_Passage to read_
* start *

Album: Earthquake Glue

Label: Matador

Review date: Aug. 28, 2003

Brain Transplants and Band Identities

To what extent can you alter the constituent parts of an entity without substantially changing its identity? Or, to put it another way, if I were to lose a leg or get a kidney transplant, no one would question my identity. But what if my brain were transplanted into another person’s body? A robot’s? At some point, my self would shift and I would cease to be the “me” that I always been. There is, somewhere, a limit to identity, when enough changes have been made that the nature of a thing is entirely transformed.

This is a basic philosophical question, directed at issues related to the self. It can also apply, however, to rock bands. Line-up changes are common, but how do these alterations alter the basic essence of a group? Is Van Halen still Van Halen with David Lee Roth replaced by Sammy Hagar? With that guy from Extreme? Rock is often a very charismatic enterprise, with members often supplying more in terms of personality than actual musical talent. A particular member’s departure could have a much deeper impact than the mere loss of his bass playing or vocal stylings. The all-time champion of band “personality” was Pavement’s Bob Nastonovich, who had the notes on his keyboard marked with lettered tape, and more often was given to playing a cowbell or shouting. Gleefully honest about his lack of musical ability, he was nonetheless an indispensible part of Pavement, and one suspects that the band would have ceased to function if Nastonovich had dropped out. Pavement simply wouldn’t have been Pavement without him.

Guided by Voices, on the other hand, has always taken the opposite approach to its identity. There has never been a consistent GBV line-up in its twenty years of existence; there has simply been Robert Pollard and a cast of friends backing him up. For a time, in the band’s early ’90s glory days, there was a reasonably solid lineup, most notably including Tobin Sprout, Pollard’s songwriting foil. Their story is, by now, well-known: the band rose up from Dayton, Ohio, and the drudgery of day jobs to stand atop the indie rock mountain for a few years, as one of Matador Records’ flagship bands. Then, towards the end of the ’90s, Pollard jettisoned the whole line-up, signed to TVT, and went for radio play and some sort of rock stardom. Of course, this didn’t happen, and the band went through several more line-up changes, another so-so album for TVT, and countless solo records on Pollard’s Fading Captain imprint, where he has been free to indulge his every experimental whim.

Something else had happened, as well. For many years, fans and critics had found it difficult to accept the group’s new records because so much about the band was different. A member or two had left; new sounds had been explored. What people had known as Guided by Voices had changed, often quite substantially, and it was difficult for many not to be disappointed. Then, last year, Pollard returned to Matador and released a very good album, Universal Truths and Cycles, which improved greatly on their TVT records. It was a jagged, messy collection, swirling with prog melodies and 4-track noise, a completely unselfconscious return to what had made the band great without resorting to nostalgia. Hope held out and fans diligently bought the new record, waiting for a return to the glory of ’93.

* end *

_Recorded data_
* start *

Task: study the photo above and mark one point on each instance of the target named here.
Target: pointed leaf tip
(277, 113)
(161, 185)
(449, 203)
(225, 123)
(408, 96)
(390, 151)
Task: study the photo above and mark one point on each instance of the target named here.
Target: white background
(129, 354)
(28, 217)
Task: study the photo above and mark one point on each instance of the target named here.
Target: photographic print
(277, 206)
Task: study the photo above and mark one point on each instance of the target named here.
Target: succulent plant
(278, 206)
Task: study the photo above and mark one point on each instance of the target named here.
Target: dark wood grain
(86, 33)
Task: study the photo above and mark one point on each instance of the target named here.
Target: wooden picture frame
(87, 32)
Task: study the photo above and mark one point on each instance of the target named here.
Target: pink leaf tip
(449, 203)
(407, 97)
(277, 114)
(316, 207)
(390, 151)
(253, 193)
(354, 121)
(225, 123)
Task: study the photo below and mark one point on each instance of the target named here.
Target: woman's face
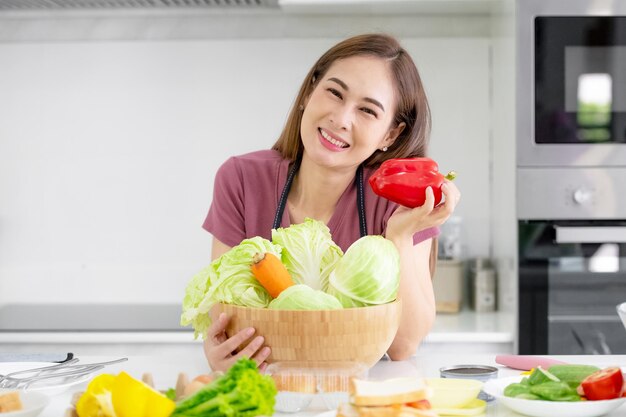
(349, 114)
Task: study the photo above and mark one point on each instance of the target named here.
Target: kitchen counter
(166, 368)
(465, 332)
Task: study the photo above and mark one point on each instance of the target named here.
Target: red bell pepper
(604, 384)
(404, 181)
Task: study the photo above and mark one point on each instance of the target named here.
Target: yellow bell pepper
(96, 400)
(122, 396)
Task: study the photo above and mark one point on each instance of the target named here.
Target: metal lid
(468, 370)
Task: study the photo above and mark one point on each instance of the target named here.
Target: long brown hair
(411, 107)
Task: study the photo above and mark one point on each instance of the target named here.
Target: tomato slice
(604, 384)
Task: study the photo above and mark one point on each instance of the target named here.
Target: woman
(361, 104)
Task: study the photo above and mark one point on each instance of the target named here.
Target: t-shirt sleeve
(226, 220)
(425, 234)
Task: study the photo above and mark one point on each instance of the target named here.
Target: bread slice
(387, 392)
(349, 410)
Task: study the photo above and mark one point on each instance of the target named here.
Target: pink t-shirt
(246, 195)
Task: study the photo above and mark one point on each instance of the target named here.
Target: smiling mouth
(338, 143)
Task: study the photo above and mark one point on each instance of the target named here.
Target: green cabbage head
(309, 252)
(368, 273)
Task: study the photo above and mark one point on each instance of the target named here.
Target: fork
(63, 370)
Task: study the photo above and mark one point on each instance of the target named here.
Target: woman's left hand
(405, 222)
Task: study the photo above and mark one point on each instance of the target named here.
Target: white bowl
(538, 408)
(621, 312)
(34, 402)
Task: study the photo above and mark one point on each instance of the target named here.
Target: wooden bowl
(360, 334)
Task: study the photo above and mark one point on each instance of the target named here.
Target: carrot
(271, 273)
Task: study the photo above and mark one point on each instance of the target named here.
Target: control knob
(582, 196)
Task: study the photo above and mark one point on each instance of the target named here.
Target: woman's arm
(416, 289)
(218, 249)
(417, 296)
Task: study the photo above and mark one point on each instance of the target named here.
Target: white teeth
(333, 141)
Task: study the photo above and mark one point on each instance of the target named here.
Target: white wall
(108, 151)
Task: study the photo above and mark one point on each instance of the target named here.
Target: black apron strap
(360, 198)
(282, 202)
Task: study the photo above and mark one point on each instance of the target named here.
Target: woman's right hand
(220, 350)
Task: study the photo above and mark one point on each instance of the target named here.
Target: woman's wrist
(401, 241)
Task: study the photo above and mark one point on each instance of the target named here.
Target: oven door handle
(592, 234)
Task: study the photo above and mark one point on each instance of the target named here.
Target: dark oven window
(580, 79)
(570, 283)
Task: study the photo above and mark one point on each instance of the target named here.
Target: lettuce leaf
(303, 297)
(228, 279)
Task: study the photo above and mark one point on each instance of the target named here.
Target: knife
(526, 362)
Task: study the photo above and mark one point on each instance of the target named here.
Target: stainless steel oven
(572, 277)
(571, 175)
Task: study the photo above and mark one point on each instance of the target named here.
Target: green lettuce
(194, 294)
(368, 273)
(303, 297)
(309, 252)
(229, 280)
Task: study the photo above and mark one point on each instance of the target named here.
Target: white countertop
(465, 327)
(165, 371)
(470, 326)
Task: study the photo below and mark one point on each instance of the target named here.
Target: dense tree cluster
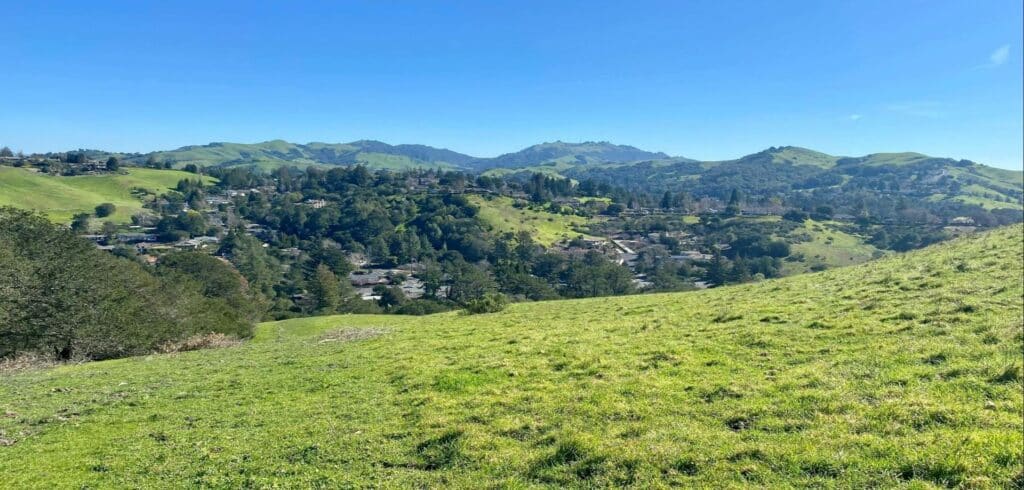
(62, 297)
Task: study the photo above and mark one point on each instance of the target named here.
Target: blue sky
(701, 79)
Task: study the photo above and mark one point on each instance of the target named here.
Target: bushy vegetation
(901, 372)
(61, 297)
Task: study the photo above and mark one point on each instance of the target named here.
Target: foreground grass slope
(61, 197)
(901, 372)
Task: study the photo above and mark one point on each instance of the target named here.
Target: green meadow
(901, 372)
(60, 197)
(547, 228)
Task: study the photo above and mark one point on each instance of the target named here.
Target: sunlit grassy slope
(900, 372)
(546, 228)
(60, 197)
(825, 245)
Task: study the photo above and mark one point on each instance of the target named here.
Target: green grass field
(902, 372)
(828, 247)
(547, 228)
(61, 197)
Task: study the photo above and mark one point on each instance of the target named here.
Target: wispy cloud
(919, 108)
(997, 57)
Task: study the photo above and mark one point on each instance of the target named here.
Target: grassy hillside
(825, 245)
(902, 372)
(546, 228)
(270, 154)
(60, 197)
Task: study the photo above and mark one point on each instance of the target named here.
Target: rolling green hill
(270, 154)
(60, 197)
(546, 228)
(901, 372)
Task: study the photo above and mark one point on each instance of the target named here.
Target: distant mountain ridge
(569, 153)
(775, 171)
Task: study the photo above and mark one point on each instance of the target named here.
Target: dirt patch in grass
(200, 342)
(350, 335)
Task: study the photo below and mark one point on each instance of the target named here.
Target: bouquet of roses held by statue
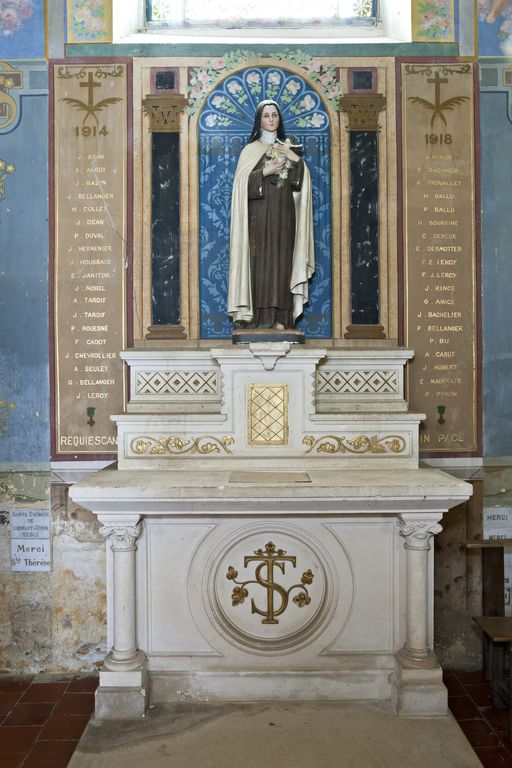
(273, 154)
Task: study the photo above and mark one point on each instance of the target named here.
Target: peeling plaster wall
(57, 620)
(458, 585)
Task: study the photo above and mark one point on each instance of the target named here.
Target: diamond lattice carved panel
(357, 382)
(177, 383)
(267, 414)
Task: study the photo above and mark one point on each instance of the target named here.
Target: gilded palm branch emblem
(438, 107)
(90, 107)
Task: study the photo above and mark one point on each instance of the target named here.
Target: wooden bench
(493, 574)
(497, 633)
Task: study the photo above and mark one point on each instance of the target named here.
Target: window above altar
(336, 21)
(267, 14)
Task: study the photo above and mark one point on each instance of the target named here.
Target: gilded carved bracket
(363, 111)
(164, 112)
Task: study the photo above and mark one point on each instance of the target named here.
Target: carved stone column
(419, 688)
(124, 654)
(122, 692)
(417, 533)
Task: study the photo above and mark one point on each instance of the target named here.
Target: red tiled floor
(487, 732)
(453, 686)
(12, 761)
(29, 713)
(494, 757)
(45, 691)
(7, 701)
(463, 708)
(473, 677)
(75, 704)
(13, 683)
(481, 694)
(32, 733)
(62, 727)
(17, 738)
(497, 718)
(479, 733)
(50, 754)
(83, 684)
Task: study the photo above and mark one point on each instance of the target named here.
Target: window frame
(349, 24)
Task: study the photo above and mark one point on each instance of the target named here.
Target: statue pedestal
(267, 335)
(272, 538)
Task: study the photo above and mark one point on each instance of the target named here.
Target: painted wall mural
(495, 27)
(224, 127)
(5, 170)
(22, 29)
(433, 21)
(89, 21)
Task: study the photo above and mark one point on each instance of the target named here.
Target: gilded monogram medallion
(270, 563)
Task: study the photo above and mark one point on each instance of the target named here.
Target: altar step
(307, 735)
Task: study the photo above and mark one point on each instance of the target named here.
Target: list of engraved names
(90, 254)
(440, 254)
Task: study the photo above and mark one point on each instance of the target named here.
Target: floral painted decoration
(203, 79)
(88, 20)
(13, 14)
(434, 20)
(490, 11)
(5, 170)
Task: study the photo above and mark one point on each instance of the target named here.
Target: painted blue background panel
(24, 347)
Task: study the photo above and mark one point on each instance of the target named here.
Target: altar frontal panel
(440, 254)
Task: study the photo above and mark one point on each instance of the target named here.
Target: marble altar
(269, 532)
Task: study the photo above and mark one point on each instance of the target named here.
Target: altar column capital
(417, 530)
(122, 534)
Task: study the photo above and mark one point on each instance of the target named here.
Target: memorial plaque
(440, 253)
(30, 540)
(90, 255)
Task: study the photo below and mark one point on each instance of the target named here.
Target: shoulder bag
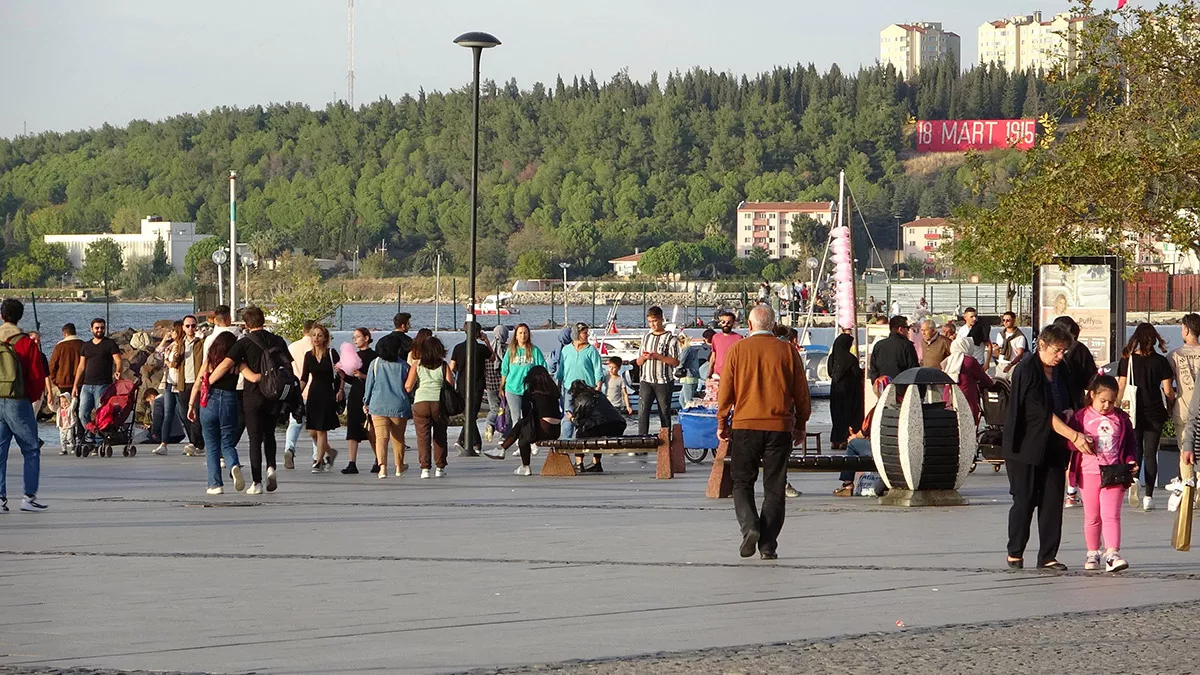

* end *

_Exercise_
In the review, repeat the part that opens with the words containing "Album: Earthquake Glue" and closes with "is entirely transformed.". The items are separate material.

_Reply to the exercise_
Album: Earthquake Glue

Label: Matador

Review date: Aug. 28, 2003

Brain Transplants and Band Identities

To what extent can you alter the constituent parts of an entity without substantially changing its identity? Or, to put it another way, if I were to lose a leg or get a kidney transplant, no one would question my identity. But what if my brain were transplanted into another person’s body? A robot’s? At some point, my self would shift and I would cease to be the “me” that I always been. There is, somewhere, a limit to identity, when enough changes have been made that the nature of a thing is entirely transformed.